INSTRUCTIONS TO FOLLOW: Pull out every line in the records below that contains the word "boot" and list those lines.

Begin SUPPLIED ENTRIES

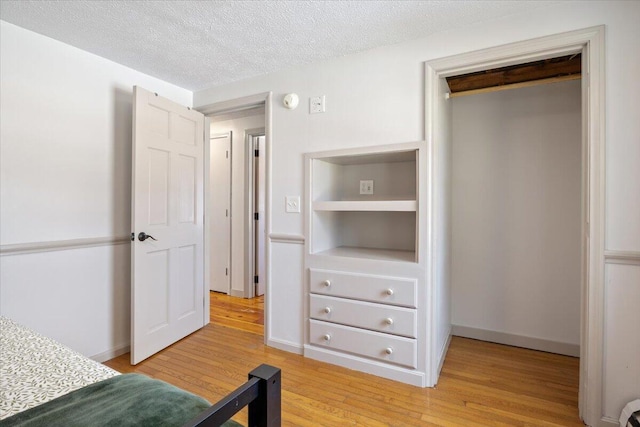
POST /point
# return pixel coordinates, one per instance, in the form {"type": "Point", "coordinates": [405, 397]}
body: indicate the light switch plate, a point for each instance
{"type": "Point", "coordinates": [317, 104]}
{"type": "Point", "coordinates": [366, 187]}
{"type": "Point", "coordinates": [292, 204]}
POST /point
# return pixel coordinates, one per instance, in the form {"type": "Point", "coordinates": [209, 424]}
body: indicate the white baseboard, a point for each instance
{"type": "Point", "coordinates": [112, 353]}
{"type": "Point", "coordinates": [608, 422]}
{"type": "Point", "coordinates": [289, 346]}
{"type": "Point", "coordinates": [517, 340]}
{"type": "Point", "coordinates": [443, 353]}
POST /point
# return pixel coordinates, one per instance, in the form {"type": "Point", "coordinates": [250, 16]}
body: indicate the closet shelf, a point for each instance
{"type": "Point", "coordinates": [370, 253]}
{"type": "Point", "coordinates": [367, 205]}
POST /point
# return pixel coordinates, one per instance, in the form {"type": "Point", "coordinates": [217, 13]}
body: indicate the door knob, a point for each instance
{"type": "Point", "coordinates": [144, 236]}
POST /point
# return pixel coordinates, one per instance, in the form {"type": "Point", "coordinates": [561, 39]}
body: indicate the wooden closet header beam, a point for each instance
{"type": "Point", "coordinates": [521, 75]}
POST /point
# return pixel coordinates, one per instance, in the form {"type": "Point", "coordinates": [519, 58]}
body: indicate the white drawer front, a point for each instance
{"type": "Point", "coordinates": [386, 290]}
{"type": "Point", "coordinates": [377, 317]}
{"type": "Point", "coordinates": [385, 347]}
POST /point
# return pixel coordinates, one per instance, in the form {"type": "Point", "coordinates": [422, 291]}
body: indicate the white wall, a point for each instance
{"type": "Point", "coordinates": [377, 97]}
{"type": "Point", "coordinates": [65, 161]}
{"type": "Point", "coordinates": [238, 126]}
{"type": "Point", "coordinates": [516, 212]}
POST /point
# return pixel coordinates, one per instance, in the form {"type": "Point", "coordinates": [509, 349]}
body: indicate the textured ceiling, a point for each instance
{"type": "Point", "coordinates": [200, 44]}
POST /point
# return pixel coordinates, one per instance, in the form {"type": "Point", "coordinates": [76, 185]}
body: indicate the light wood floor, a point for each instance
{"type": "Point", "coordinates": [481, 384]}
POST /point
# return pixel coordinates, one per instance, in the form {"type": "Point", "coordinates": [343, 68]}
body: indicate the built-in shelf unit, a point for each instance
{"type": "Point", "coordinates": [365, 261]}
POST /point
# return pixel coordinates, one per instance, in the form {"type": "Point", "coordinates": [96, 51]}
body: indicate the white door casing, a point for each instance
{"type": "Point", "coordinates": [259, 200]}
{"type": "Point", "coordinates": [220, 214]}
{"type": "Point", "coordinates": [167, 275]}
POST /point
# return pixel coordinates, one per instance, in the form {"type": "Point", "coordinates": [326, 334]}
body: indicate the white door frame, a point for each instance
{"type": "Point", "coordinates": [238, 104]}
{"type": "Point", "coordinates": [590, 42]}
{"type": "Point", "coordinates": [209, 204]}
{"type": "Point", "coordinates": [250, 227]}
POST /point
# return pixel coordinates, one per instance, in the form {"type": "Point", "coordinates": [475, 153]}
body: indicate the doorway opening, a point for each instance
{"type": "Point", "coordinates": [588, 43]}
{"type": "Point", "coordinates": [237, 198]}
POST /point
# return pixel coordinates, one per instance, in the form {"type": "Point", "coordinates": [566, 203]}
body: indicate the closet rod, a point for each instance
{"type": "Point", "coordinates": [516, 85]}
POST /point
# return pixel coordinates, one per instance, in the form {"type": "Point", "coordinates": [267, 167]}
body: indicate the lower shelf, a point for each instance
{"type": "Point", "coordinates": [370, 253]}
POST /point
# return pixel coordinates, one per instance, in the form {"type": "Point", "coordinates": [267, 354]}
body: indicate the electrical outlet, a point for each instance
{"type": "Point", "coordinates": [366, 187]}
{"type": "Point", "coordinates": [316, 104]}
{"type": "Point", "coordinates": [292, 204]}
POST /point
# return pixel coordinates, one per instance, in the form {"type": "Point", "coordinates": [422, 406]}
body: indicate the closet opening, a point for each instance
{"type": "Point", "coordinates": [516, 169]}
{"type": "Point", "coordinates": [516, 209]}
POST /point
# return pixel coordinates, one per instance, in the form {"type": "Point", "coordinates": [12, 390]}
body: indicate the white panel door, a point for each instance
{"type": "Point", "coordinates": [167, 283]}
{"type": "Point", "coordinates": [220, 215]}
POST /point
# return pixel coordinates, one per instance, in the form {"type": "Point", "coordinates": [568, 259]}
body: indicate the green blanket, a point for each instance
{"type": "Point", "coordinates": [123, 400]}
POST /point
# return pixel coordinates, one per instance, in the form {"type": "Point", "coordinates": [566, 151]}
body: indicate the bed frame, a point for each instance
{"type": "Point", "coordinates": [262, 393]}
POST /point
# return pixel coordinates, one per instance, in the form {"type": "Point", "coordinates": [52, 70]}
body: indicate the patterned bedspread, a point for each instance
{"type": "Point", "coordinates": [35, 369]}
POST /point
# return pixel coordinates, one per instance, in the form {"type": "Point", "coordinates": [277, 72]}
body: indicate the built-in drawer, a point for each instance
{"type": "Point", "coordinates": [375, 345]}
{"type": "Point", "coordinates": [365, 287]}
{"type": "Point", "coordinates": [377, 317]}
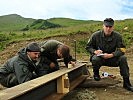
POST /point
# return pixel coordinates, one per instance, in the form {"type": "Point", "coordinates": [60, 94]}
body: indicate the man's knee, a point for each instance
{"type": "Point", "coordinates": [123, 58]}
{"type": "Point", "coordinates": [95, 60]}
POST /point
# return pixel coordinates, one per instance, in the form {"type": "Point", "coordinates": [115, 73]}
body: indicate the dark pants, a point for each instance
{"type": "Point", "coordinates": [121, 61]}
{"type": "Point", "coordinates": [9, 80]}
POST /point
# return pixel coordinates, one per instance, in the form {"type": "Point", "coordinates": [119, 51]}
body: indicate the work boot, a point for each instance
{"type": "Point", "coordinates": [127, 85]}
{"type": "Point", "coordinates": [96, 75]}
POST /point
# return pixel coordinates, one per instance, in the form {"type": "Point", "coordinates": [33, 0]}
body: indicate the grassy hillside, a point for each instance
{"type": "Point", "coordinates": [70, 27]}
{"type": "Point", "coordinates": [13, 22]}
{"type": "Point", "coordinates": [41, 24]}
{"type": "Point", "coordinates": [70, 22]}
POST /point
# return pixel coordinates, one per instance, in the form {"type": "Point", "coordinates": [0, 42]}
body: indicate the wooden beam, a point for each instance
{"type": "Point", "coordinates": [42, 85]}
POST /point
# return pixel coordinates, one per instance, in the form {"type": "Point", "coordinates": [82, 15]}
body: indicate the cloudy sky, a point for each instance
{"type": "Point", "coordinates": [76, 9]}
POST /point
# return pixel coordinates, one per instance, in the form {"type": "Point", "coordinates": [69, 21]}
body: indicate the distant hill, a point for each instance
{"type": "Point", "coordinates": [70, 22]}
{"type": "Point", "coordinates": [13, 22]}
{"type": "Point", "coordinates": [41, 24]}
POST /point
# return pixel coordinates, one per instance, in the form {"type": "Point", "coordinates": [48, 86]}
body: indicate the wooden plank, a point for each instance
{"type": "Point", "coordinates": [63, 84]}
{"type": "Point", "coordinates": [23, 88]}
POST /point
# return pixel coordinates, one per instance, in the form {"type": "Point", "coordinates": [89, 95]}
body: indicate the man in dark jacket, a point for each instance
{"type": "Point", "coordinates": [26, 65]}
{"type": "Point", "coordinates": [53, 50]}
{"type": "Point", "coordinates": [107, 48]}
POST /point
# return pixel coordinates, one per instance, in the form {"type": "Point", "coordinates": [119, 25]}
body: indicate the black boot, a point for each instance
{"type": "Point", "coordinates": [126, 84]}
{"type": "Point", "coordinates": [96, 75]}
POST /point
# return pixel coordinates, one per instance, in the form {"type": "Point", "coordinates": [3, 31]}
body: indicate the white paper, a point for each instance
{"type": "Point", "coordinates": [100, 54]}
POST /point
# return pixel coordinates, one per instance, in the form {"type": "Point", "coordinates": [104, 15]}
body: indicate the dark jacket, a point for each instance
{"type": "Point", "coordinates": [49, 50]}
{"type": "Point", "coordinates": [111, 44]}
{"type": "Point", "coordinates": [22, 67]}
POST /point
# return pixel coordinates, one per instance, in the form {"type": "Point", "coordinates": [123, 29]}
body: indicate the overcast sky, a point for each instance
{"type": "Point", "coordinates": [75, 9]}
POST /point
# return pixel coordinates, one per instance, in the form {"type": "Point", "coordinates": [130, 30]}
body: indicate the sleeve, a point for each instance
{"type": "Point", "coordinates": [91, 44]}
{"type": "Point", "coordinates": [22, 72]}
{"type": "Point", "coordinates": [68, 59]}
{"type": "Point", "coordinates": [121, 49]}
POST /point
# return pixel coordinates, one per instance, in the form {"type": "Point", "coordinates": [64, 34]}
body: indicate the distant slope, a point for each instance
{"type": "Point", "coordinates": [13, 22]}
{"type": "Point", "coordinates": [70, 22]}
{"type": "Point", "coordinates": [41, 24]}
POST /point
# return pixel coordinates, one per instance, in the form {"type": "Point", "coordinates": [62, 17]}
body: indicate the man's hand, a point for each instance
{"type": "Point", "coordinates": [52, 65]}
{"type": "Point", "coordinates": [97, 52]}
{"type": "Point", "coordinates": [107, 56]}
{"type": "Point", "coordinates": [73, 63]}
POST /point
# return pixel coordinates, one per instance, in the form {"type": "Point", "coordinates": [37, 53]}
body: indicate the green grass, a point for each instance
{"type": "Point", "coordinates": [70, 27]}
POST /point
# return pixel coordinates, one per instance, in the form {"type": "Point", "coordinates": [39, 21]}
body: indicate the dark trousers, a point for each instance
{"type": "Point", "coordinates": [9, 80]}
{"type": "Point", "coordinates": [121, 61]}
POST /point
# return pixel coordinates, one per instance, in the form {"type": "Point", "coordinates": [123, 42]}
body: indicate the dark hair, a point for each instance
{"type": "Point", "coordinates": [64, 50]}
{"type": "Point", "coordinates": [33, 47]}
{"type": "Point", "coordinates": [109, 22]}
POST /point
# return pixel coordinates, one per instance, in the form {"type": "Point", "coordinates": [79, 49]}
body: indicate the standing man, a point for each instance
{"type": "Point", "coordinates": [52, 50]}
{"type": "Point", "coordinates": [107, 48]}
{"type": "Point", "coordinates": [26, 65]}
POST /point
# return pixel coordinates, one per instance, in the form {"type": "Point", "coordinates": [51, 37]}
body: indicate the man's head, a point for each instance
{"type": "Point", "coordinates": [63, 51]}
{"type": "Point", "coordinates": [33, 50]}
{"type": "Point", "coordinates": [108, 24]}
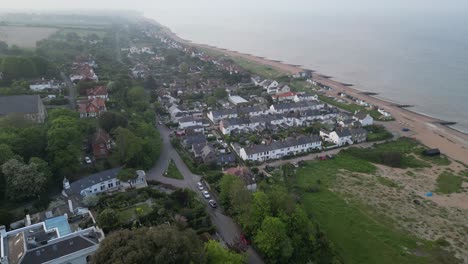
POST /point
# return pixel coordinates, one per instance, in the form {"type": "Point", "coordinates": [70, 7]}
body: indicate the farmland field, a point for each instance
{"type": "Point", "coordinates": [25, 37]}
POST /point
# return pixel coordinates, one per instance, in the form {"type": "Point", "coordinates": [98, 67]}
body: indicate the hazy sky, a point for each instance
{"type": "Point", "coordinates": [176, 7]}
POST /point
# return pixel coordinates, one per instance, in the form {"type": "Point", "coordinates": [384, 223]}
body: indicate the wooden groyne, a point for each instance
{"type": "Point", "coordinates": [369, 93]}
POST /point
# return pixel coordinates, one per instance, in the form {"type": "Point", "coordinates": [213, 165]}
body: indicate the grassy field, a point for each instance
{"type": "Point", "coordinates": [401, 153]}
{"type": "Point", "coordinates": [130, 213]}
{"type": "Point", "coordinates": [258, 69]}
{"type": "Point", "coordinates": [25, 37]}
{"type": "Point", "coordinates": [82, 32]}
{"type": "Point", "coordinates": [360, 234]}
{"type": "Point", "coordinates": [448, 183]}
{"type": "Point", "coordinates": [173, 172]}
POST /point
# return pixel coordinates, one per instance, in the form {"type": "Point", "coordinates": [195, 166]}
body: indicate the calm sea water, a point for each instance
{"type": "Point", "coordinates": [413, 59]}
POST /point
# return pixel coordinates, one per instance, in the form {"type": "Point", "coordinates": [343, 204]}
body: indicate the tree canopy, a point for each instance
{"type": "Point", "coordinates": [22, 180]}
{"type": "Point", "coordinates": [161, 244]}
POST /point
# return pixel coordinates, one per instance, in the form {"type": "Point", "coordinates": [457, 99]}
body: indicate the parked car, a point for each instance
{"type": "Point", "coordinates": [200, 186]}
{"type": "Point", "coordinates": [213, 203]}
{"type": "Point", "coordinates": [206, 194]}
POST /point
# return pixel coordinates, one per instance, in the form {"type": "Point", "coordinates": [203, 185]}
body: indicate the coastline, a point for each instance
{"type": "Point", "coordinates": [429, 130]}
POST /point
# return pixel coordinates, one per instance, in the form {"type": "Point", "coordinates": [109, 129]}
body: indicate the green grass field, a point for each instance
{"type": "Point", "coordinates": [258, 69]}
{"type": "Point", "coordinates": [173, 172]}
{"type": "Point", "coordinates": [82, 32]}
{"type": "Point", "coordinates": [448, 183]}
{"type": "Point", "coordinates": [130, 213]}
{"type": "Point", "coordinates": [360, 234]}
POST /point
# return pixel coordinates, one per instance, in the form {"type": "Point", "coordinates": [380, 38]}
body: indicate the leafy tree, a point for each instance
{"type": "Point", "coordinates": [22, 181]}
{"type": "Point", "coordinates": [129, 146]}
{"type": "Point", "coordinates": [211, 101]}
{"type": "Point", "coordinates": [91, 200]}
{"type": "Point", "coordinates": [42, 167]}
{"type": "Point", "coordinates": [273, 240]}
{"type": "Point", "coordinates": [31, 142]}
{"type": "Point", "coordinates": [171, 59]}
{"type": "Point", "coordinates": [111, 120]}
{"type": "Point", "coordinates": [108, 220]}
{"type": "Point", "coordinates": [64, 144]}
{"type": "Point", "coordinates": [17, 67]}
{"type": "Point", "coordinates": [161, 244]}
{"type": "Point", "coordinates": [56, 113]}
{"type": "Point", "coordinates": [261, 208]}
{"type": "Point", "coordinates": [127, 174]}
{"type": "Point", "coordinates": [220, 93]}
{"type": "Point", "coordinates": [3, 47]}
{"type": "Point", "coordinates": [5, 153]}
{"type": "Point", "coordinates": [215, 253]}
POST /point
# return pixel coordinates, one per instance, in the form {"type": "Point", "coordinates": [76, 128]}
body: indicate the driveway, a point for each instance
{"type": "Point", "coordinates": [225, 226]}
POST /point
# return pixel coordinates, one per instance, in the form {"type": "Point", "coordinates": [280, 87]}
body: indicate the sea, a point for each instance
{"type": "Point", "coordinates": [416, 57]}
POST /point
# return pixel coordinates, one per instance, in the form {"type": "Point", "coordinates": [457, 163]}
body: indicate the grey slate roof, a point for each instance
{"type": "Point", "coordinates": [223, 112]}
{"type": "Point", "coordinates": [343, 132]}
{"type": "Point", "coordinates": [289, 142]}
{"type": "Point", "coordinates": [53, 251]}
{"type": "Point", "coordinates": [187, 119]}
{"type": "Point", "coordinates": [235, 121]}
{"type": "Point", "coordinates": [251, 109]}
{"type": "Point", "coordinates": [360, 115]}
{"type": "Point", "coordinates": [19, 104]}
{"type": "Point", "coordinates": [77, 186]}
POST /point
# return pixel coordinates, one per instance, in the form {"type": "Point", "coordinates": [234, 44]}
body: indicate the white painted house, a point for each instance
{"type": "Point", "coordinates": [189, 121]}
{"type": "Point", "coordinates": [102, 182]}
{"type": "Point", "coordinates": [338, 137]}
{"type": "Point", "coordinates": [279, 149]}
{"type": "Point", "coordinates": [43, 84]}
{"type": "Point", "coordinates": [364, 118]}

End SUPPLIED ENTRIES

RESULT:
body: indicate the work boot, a point for each instance
body: indicate the black boot, a point for each instance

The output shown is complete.